> Exercise: Pull out each line of the listing below that contains the string "cabinet", treating uppercase and lowercase letters as distinct.

> Data provided:

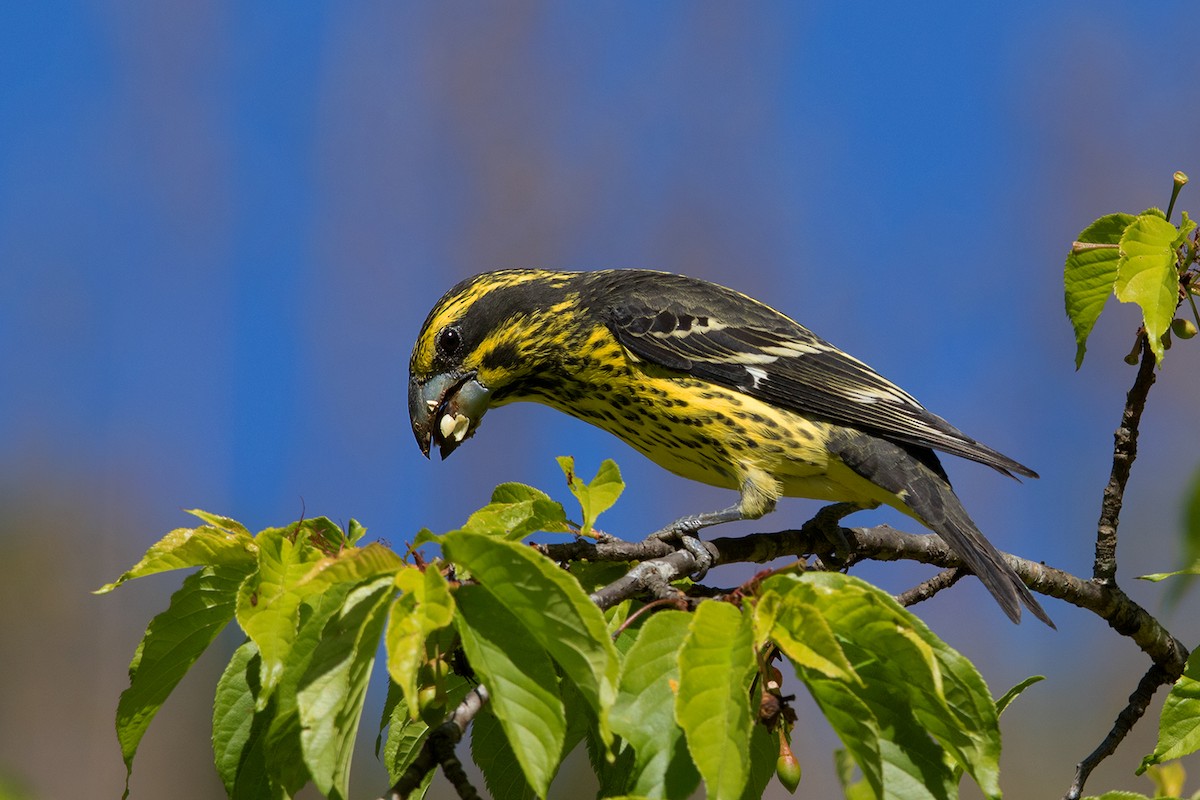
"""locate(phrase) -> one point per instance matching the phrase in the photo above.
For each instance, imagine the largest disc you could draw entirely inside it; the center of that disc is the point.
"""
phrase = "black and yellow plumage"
(707, 383)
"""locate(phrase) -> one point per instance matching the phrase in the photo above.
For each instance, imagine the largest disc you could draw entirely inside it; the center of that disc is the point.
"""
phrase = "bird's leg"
(827, 522)
(684, 530)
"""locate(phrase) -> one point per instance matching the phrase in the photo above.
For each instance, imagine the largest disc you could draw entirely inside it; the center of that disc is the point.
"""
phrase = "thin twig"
(1125, 450)
(1133, 711)
(927, 589)
(438, 750)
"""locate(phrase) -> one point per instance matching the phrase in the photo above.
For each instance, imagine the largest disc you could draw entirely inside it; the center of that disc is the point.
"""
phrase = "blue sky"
(221, 227)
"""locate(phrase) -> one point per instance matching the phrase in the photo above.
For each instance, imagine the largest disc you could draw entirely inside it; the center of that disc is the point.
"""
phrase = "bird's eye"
(449, 341)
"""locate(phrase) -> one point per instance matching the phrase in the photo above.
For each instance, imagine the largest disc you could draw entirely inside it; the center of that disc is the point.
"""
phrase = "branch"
(1125, 450)
(1121, 727)
(438, 750)
(880, 543)
(927, 589)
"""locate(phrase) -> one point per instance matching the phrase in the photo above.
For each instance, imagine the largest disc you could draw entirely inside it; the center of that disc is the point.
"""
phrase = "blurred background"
(221, 227)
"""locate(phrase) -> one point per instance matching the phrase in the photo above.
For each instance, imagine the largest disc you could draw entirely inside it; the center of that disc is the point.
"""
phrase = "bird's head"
(475, 348)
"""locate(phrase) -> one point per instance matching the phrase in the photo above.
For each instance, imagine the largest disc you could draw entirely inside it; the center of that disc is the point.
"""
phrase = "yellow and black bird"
(707, 383)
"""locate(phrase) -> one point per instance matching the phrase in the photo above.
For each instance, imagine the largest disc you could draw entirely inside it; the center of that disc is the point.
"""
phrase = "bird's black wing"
(729, 338)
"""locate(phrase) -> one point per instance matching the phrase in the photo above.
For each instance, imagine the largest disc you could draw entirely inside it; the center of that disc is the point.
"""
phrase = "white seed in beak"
(460, 427)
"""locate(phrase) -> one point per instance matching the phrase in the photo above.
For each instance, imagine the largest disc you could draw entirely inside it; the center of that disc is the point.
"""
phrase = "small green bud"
(431, 703)
(787, 769)
(1183, 328)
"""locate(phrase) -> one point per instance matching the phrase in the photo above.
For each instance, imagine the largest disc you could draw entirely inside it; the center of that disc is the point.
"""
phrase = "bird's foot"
(827, 523)
(683, 531)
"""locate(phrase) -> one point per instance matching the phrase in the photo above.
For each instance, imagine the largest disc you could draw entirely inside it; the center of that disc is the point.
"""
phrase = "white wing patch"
(757, 374)
(793, 348)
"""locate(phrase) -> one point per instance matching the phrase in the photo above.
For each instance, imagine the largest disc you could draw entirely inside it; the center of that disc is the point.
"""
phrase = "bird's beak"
(445, 409)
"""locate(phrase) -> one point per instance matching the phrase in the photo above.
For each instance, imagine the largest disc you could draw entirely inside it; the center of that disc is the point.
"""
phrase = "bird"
(709, 384)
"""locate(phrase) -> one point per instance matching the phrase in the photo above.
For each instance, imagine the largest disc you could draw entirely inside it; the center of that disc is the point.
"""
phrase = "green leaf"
(493, 756)
(331, 692)
(406, 737)
(1179, 727)
(354, 531)
(1011, 695)
(853, 722)
(239, 733)
(269, 605)
(425, 607)
(520, 678)
(1168, 779)
(1156, 577)
(598, 495)
(233, 713)
(186, 547)
(803, 635)
(220, 521)
(1149, 276)
(717, 666)
(174, 639)
(645, 710)
(1189, 541)
(913, 686)
(550, 603)
(517, 510)
(1090, 275)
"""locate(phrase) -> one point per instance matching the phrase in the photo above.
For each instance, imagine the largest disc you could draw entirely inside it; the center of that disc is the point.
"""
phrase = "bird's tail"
(916, 477)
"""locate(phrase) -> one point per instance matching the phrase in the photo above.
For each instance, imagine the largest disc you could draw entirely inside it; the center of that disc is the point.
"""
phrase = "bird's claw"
(689, 541)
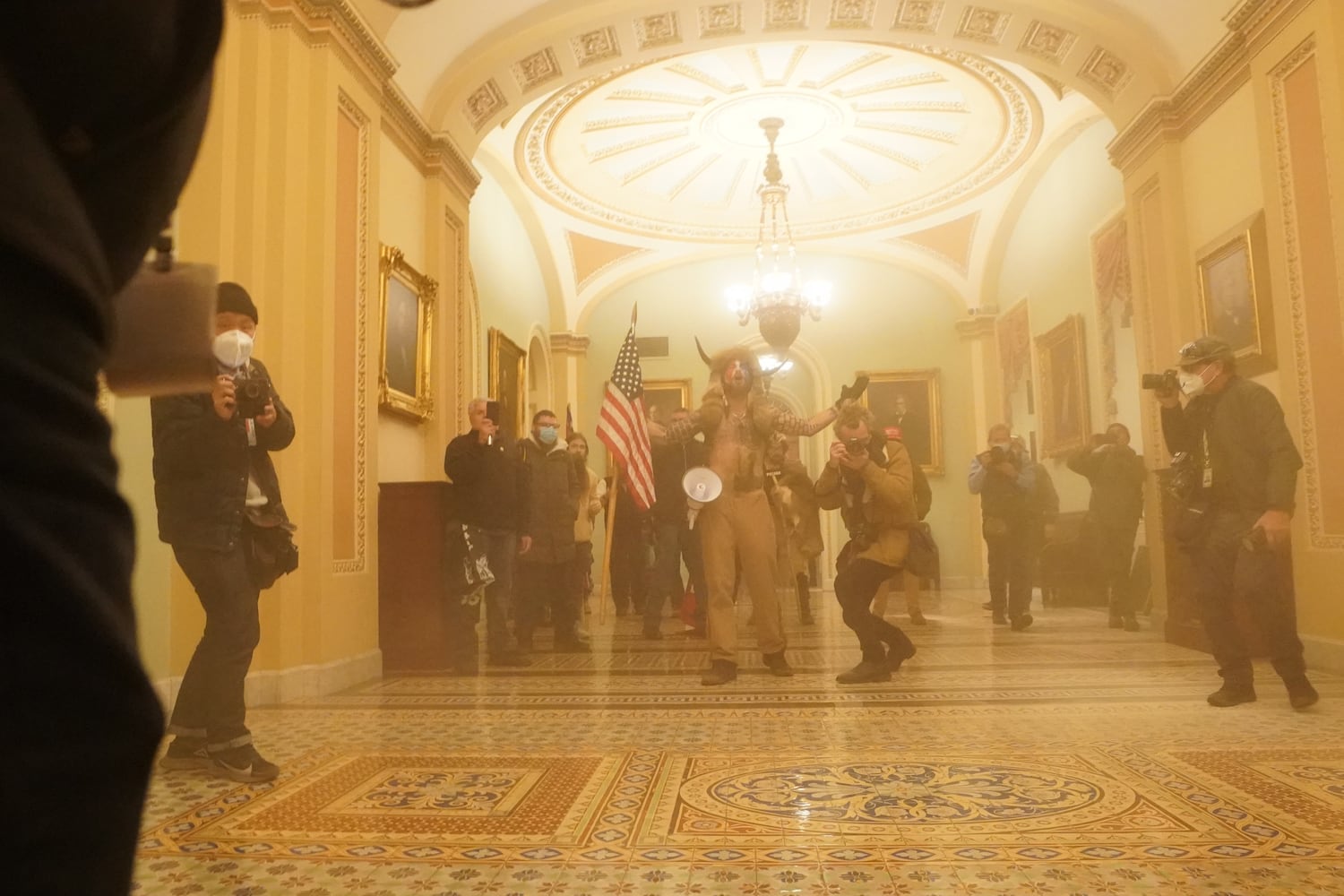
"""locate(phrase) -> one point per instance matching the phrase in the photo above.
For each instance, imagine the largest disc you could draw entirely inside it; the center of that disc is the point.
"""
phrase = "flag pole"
(607, 548)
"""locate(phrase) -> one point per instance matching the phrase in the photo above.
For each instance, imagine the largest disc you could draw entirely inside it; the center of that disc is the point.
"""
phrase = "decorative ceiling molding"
(874, 136)
(589, 257)
(951, 242)
(921, 16)
(1223, 72)
(983, 24)
(339, 23)
(1117, 70)
(1048, 42)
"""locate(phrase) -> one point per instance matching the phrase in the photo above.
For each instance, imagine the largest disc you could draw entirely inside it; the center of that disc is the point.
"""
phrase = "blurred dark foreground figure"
(101, 107)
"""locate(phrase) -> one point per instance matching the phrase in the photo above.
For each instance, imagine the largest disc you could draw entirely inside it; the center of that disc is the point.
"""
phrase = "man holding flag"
(623, 426)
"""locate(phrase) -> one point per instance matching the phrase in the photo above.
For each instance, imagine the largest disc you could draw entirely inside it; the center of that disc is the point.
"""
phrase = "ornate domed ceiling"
(873, 137)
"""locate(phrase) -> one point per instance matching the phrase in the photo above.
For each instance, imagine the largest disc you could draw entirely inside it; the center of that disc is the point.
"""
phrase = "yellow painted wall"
(402, 450)
(508, 277)
(1048, 263)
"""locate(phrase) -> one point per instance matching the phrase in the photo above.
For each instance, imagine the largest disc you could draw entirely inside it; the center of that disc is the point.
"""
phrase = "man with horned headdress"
(737, 528)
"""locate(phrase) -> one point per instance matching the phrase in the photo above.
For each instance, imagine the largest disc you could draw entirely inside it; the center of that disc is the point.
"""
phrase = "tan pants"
(879, 603)
(738, 528)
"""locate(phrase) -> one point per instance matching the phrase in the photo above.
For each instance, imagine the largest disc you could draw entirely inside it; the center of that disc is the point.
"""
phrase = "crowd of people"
(761, 536)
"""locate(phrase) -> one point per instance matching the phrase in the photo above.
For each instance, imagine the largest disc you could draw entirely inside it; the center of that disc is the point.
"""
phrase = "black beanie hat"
(236, 298)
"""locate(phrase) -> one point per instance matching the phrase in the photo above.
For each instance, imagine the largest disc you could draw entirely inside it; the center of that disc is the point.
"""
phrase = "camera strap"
(1209, 461)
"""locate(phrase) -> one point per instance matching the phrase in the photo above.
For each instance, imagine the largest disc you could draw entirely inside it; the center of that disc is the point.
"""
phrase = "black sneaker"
(777, 665)
(898, 653)
(242, 764)
(1231, 694)
(185, 754)
(720, 672)
(865, 673)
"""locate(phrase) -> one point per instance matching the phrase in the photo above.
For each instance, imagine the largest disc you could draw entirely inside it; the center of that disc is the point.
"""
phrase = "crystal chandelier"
(777, 296)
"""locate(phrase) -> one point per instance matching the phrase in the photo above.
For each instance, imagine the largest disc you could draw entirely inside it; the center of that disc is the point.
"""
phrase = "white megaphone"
(701, 485)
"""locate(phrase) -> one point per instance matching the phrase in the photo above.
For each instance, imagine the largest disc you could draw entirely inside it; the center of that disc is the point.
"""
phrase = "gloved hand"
(849, 394)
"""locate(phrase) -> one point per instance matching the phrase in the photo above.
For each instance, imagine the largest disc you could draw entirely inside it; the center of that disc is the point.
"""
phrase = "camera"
(250, 395)
(1166, 382)
(1185, 477)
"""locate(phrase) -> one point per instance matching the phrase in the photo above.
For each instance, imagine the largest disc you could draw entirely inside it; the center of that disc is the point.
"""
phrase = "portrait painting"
(664, 397)
(1234, 295)
(408, 314)
(507, 383)
(909, 401)
(1061, 363)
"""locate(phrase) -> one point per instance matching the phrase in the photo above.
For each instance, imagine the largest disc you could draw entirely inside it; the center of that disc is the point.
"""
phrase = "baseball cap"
(1206, 349)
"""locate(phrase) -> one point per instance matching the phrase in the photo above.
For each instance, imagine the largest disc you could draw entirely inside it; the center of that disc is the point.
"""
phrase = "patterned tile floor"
(1067, 759)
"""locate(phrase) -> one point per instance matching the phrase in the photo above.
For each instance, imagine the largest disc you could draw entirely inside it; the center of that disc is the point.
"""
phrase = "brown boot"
(777, 665)
(720, 672)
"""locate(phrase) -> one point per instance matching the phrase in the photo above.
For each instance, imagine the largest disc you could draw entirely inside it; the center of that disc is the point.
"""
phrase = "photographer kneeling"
(875, 495)
(220, 508)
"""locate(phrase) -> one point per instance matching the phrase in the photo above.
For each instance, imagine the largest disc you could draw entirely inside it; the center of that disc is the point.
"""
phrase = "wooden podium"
(421, 625)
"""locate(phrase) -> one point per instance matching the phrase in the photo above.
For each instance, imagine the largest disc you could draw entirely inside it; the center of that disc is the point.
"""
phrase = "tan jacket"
(889, 504)
(589, 505)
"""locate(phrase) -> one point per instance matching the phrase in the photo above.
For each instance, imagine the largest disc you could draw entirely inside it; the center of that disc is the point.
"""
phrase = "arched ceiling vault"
(625, 131)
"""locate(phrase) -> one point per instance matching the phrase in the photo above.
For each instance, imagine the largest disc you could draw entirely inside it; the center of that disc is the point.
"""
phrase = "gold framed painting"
(1061, 365)
(1234, 295)
(909, 401)
(406, 300)
(507, 383)
(664, 397)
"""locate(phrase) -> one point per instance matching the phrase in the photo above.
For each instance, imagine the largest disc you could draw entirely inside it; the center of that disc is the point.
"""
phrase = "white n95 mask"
(233, 349)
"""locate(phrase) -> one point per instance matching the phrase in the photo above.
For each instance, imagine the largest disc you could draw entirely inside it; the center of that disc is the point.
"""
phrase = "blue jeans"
(500, 552)
(210, 702)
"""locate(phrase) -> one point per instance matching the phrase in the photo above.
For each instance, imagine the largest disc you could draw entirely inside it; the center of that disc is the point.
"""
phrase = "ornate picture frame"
(1064, 416)
(406, 301)
(507, 383)
(910, 400)
(667, 397)
(1234, 295)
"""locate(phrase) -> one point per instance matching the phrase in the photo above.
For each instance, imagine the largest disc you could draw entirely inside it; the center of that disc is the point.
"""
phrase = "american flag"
(621, 424)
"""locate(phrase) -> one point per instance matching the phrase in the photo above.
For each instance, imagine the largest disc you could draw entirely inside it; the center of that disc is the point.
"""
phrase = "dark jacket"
(1116, 474)
(202, 463)
(558, 479)
(1004, 497)
(491, 484)
(1252, 452)
(671, 461)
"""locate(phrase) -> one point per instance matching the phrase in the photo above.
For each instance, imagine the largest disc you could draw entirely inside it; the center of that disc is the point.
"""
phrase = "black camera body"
(250, 395)
(1167, 382)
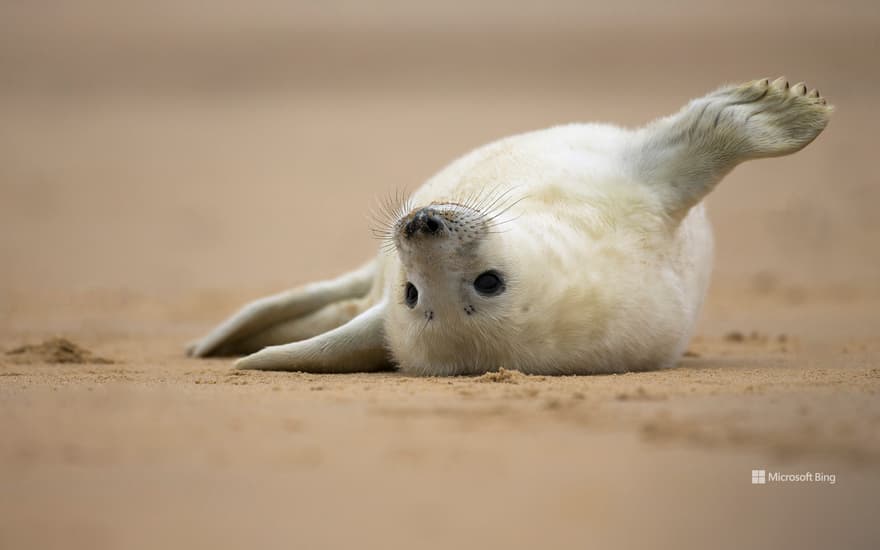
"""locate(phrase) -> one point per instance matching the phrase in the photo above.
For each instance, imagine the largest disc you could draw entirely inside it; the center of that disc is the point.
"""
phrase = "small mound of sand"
(503, 375)
(54, 351)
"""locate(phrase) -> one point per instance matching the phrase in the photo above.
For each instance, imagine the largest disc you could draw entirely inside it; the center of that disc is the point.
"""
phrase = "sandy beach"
(160, 166)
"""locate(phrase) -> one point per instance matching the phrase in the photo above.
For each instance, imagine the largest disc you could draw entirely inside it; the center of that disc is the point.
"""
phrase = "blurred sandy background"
(162, 162)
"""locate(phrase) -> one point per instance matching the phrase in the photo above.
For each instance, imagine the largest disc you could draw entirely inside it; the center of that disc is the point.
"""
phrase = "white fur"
(599, 233)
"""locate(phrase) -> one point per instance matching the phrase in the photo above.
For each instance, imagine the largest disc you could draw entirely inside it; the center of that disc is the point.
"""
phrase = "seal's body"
(578, 249)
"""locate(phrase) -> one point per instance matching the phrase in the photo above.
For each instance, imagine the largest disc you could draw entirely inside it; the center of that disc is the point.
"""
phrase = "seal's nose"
(425, 221)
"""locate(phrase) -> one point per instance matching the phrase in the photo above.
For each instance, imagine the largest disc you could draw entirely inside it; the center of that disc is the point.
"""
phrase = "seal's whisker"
(496, 215)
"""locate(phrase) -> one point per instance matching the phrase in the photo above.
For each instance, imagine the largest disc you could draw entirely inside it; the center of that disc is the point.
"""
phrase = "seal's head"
(453, 292)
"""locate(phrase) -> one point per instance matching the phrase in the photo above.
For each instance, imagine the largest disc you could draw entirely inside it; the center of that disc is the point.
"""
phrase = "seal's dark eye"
(489, 283)
(411, 295)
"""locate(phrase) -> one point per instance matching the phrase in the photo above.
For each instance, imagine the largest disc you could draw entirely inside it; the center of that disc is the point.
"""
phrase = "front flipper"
(685, 155)
(288, 306)
(357, 346)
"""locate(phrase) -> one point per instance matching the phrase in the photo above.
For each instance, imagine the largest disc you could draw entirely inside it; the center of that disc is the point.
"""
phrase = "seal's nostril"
(432, 224)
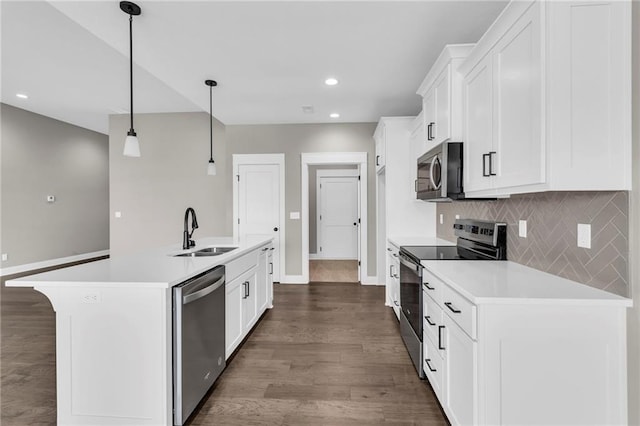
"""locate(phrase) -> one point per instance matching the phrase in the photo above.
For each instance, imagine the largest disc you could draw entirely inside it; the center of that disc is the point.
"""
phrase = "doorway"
(258, 207)
(357, 161)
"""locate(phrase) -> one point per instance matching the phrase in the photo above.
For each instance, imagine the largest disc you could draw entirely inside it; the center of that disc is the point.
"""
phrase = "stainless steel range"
(477, 240)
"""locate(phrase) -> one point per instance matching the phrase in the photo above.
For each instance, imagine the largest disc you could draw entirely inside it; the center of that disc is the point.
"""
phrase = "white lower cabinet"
(507, 362)
(393, 278)
(459, 374)
(249, 292)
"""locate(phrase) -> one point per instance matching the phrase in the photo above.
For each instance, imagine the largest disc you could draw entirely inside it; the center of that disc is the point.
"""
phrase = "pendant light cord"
(211, 122)
(131, 70)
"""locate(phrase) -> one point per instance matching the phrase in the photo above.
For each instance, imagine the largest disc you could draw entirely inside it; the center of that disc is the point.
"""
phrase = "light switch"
(584, 235)
(522, 229)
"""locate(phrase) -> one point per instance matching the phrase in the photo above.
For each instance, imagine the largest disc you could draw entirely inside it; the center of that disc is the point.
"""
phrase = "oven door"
(411, 292)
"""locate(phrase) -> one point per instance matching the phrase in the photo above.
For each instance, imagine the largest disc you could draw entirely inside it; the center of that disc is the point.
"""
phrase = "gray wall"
(293, 140)
(552, 219)
(634, 235)
(42, 156)
(152, 192)
(313, 225)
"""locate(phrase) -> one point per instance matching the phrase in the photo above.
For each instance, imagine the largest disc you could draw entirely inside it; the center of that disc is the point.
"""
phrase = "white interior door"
(259, 205)
(338, 217)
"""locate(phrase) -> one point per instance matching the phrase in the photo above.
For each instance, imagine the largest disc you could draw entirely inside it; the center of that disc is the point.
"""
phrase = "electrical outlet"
(91, 297)
(584, 235)
(522, 229)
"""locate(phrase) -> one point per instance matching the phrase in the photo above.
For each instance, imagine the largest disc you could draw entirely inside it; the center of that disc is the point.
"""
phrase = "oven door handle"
(409, 263)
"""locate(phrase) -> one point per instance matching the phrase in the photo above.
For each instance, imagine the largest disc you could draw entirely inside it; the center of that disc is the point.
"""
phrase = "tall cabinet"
(398, 211)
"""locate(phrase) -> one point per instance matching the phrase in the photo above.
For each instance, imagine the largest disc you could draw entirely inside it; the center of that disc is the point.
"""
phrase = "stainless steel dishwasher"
(198, 339)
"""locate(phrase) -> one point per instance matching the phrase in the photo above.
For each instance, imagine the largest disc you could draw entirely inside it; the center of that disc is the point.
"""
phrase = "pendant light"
(211, 168)
(131, 145)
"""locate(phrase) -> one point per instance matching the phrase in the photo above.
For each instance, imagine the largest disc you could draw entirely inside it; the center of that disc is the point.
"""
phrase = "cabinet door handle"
(451, 308)
(440, 328)
(433, 370)
(491, 154)
(484, 165)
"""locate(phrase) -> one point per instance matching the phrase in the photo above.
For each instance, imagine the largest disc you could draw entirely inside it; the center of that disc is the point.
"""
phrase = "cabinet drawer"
(432, 320)
(432, 286)
(242, 264)
(432, 366)
(460, 310)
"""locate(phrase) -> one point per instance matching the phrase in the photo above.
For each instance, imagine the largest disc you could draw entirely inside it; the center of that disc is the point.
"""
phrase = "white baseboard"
(51, 262)
(293, 279)
(370, 280)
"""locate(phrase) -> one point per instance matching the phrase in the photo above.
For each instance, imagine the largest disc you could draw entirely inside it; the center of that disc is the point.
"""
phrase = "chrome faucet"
(187, 242)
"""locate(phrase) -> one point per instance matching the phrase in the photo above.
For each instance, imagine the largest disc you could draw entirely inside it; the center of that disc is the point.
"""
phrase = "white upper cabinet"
(589, 94)
(547, 100)
(441, 93)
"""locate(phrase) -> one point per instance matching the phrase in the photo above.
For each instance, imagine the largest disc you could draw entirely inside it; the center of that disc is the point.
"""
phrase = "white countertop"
(409, 240)
(151, 268)
(496, 282)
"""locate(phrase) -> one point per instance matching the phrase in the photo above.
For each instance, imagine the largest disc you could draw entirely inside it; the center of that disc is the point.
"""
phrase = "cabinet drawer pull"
(451, 308)
(433, 370)
(491, 163)
(484, 165)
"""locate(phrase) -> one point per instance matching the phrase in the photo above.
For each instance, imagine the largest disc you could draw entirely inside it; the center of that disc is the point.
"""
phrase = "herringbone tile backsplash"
(552, 219)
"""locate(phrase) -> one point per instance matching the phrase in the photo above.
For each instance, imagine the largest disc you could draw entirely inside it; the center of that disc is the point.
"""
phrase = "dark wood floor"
(327, 354)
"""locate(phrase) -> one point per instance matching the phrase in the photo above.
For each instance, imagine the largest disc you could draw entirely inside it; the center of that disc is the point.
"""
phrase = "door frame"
(324, 173)
(335, 158)
(261, 159)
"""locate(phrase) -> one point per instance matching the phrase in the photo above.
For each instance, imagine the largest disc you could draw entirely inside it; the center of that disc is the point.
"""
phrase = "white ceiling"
(269, 58)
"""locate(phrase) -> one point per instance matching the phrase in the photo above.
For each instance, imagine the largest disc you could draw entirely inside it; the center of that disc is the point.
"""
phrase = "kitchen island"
(114, 327)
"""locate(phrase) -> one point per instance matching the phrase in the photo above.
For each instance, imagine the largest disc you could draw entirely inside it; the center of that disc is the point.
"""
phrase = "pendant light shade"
(211, 168)
(131, 144)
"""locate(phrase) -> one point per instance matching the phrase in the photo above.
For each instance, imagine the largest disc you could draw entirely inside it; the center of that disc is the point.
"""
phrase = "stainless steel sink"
(209, 251)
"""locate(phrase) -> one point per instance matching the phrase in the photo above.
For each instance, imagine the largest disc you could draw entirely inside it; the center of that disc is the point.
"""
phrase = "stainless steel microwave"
(440, 173)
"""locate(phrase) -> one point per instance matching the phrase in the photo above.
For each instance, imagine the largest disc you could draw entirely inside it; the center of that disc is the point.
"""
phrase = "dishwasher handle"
(203, 292)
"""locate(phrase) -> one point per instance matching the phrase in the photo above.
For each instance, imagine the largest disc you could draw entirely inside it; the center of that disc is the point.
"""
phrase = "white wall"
(152, 192)
(634, 235)
(42, 156)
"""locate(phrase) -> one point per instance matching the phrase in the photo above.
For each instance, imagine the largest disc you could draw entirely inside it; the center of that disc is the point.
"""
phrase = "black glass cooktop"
(440, 253)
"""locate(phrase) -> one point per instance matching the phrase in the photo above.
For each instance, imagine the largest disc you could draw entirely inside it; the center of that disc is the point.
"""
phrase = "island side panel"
(114, 354)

> Completed exercise:
phrase = "white lower cabinet"
phrase = "tall cabinet"
phrase = "cabinet door handle"
phrase = "cabinet drawer"
phrase = "white upper cabinet"
phrase = "cabinet drawer pull"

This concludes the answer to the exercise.